Tue | Dec 6, 2022

Kristen Gyles | Time now for education reparation

Published:Sunday | August 7, 2022 | 12:09 AM
Tertiary education is so expensive that many students are starting programmes they don’t have money to pay for, hoping to get through on a combination of go-fund-me pages, scholarships, loans and part-time jobs.
Tertiary education is so expensive that many students are starting programmes they don’t have money to pay for, hoping to get through on a combination of go-fund-me pages, scholarships, loans and part-time jobs.

Some Jamaicans are always ready to compare the country’s rate of progress to that of well-developed economies. It is always “Sweden’s education system” this and “Japan’s innovation hub” that. But it is never a contextual discussion that...

Some Jamaicans are always ready to compare the country’s rate of progress to that of well-developed economies. It is always “Sweden’s education system” this and “Japan’s innovation hub” that. But it is never a contextual discussion that acknowledges that Jamaica, as a colony of primarily African descendants, started the race towards economic development half-maimed and wounded from the effects of slavery while watching other countries bask in wealth that had been either accumulating for centuries or that had been plundered from other territories.

The discussion surrounding reparations has been prejudiced, I think, by the fear that were we to receive reparations, the Government would end up getting a lump-sum of cash, and half of it would go missing over the course of a few years. The legitimacy of such fears aside, there are many ways in which the country could solicit reparations. My proposal here is not only corruption-proof, but targets one of the most underfunded areas of our economy: education.

▶ **EXERCISE SET**:
a: Pick out every line of the records below that contains the string "mural", treating uppercase and lowercase letters as distinct.
b: Extend the column on education reparations above, beginning after its final sentence.

▶ **MATERIAL FOR THIS EXERCISE**:
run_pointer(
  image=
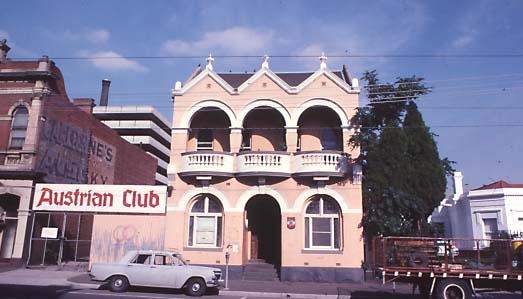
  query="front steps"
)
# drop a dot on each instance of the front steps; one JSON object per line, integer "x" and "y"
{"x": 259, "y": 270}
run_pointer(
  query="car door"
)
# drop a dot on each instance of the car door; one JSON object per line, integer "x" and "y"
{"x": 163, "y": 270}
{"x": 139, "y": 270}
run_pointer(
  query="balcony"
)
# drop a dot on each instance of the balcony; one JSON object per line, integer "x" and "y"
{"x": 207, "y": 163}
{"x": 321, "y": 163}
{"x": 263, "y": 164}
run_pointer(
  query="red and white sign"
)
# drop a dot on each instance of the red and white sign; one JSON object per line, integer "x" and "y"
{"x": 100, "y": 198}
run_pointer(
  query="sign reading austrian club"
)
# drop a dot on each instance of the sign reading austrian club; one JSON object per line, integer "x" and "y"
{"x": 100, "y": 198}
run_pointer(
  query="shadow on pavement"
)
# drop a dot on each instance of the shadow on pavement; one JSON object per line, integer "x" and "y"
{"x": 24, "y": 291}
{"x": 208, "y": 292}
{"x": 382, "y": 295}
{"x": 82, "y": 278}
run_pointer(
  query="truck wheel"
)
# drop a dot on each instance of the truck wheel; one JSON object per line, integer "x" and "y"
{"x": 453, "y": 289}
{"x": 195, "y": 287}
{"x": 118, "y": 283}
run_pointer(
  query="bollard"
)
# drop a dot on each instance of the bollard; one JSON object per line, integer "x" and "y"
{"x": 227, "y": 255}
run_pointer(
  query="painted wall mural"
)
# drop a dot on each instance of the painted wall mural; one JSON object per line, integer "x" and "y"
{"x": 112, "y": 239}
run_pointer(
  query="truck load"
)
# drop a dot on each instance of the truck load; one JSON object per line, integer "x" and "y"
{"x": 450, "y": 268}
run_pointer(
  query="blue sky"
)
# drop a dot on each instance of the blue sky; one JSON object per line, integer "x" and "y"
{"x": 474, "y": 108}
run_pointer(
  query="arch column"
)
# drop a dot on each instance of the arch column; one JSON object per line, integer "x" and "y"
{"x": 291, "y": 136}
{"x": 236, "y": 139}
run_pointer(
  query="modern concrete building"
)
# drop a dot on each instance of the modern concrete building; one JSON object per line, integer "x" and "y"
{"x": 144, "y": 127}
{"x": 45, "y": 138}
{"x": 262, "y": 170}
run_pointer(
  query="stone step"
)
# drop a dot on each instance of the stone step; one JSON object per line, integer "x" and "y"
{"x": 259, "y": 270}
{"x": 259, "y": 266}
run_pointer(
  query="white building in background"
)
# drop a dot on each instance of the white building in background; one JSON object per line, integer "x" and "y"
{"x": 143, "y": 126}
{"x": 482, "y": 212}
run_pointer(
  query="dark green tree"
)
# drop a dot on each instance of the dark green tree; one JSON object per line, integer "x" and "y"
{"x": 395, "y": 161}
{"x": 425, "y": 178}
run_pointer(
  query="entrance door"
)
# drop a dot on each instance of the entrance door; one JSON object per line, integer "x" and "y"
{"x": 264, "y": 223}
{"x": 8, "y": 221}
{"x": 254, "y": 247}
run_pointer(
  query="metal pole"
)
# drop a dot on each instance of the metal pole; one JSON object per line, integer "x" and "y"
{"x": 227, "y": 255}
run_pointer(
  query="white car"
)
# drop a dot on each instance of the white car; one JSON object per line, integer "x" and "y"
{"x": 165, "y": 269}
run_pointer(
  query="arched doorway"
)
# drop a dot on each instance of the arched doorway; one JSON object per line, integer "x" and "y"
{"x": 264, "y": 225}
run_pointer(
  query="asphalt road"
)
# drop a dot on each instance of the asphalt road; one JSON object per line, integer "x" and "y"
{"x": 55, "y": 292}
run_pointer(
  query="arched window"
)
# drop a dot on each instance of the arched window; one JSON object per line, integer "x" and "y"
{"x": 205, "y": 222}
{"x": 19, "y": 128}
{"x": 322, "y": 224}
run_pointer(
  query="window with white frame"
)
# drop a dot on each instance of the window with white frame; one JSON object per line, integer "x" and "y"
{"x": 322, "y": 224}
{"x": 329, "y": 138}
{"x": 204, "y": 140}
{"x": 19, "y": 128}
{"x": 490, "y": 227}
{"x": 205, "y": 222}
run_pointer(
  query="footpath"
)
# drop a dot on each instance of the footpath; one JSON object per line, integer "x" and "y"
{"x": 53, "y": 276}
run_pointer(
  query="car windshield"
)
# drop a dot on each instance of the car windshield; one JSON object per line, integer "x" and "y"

▶ **TASK RESPONSES**:
a:
  query="painted wall mural"
# drop a dot on each instance of the painted wall mural; one JSON object per line, integer "x" and "y"

b:
One of the greatest challenges to our development as a country is education inequality. It is a challenge to our development because it fuels social inequality, which breeds corruption and crime. Education is supposedly the key to success, but this magical key has become very elusive and inaccessible to the average Jamaican.

Slowly but steadily, we seem to be returning to a time when only rich people could afford education. No longer does the ‘free’ secondary level education profit much, economically speaking, since it will not qualify you to get meaningful employment. Secondary education is now as basic to students growing up as third grade education was to the Independence generation 60 years ago. The conversation now needs to update itself to acknowledge tertiary education as the new baseline for social and economic survival within society.

EXPENSIVE

Notwithstanding all that, tertiary education is so expensive that many students are starting programmes they don’t have money to pay for, hoping to get through on a combination of go-fund-me pages, scholarships, loans, and part-time jobs.

By the way, the education system can’t run on scholarships. There simply aren’t enough, and frankly, students shouldn’t have to exhibit extraordinary talent in order to get an education. But that is an aside. Tertiary education must become accessible to all classes of people, whereas it is currently inaccessible to many.

Then there is the issue of the education system itself, which is severely underfunded. What changes things for some schools is that they have thriving old girls’ and old boys’ associations with wealthy alumni who can ‘give back’ bountifully to their schools.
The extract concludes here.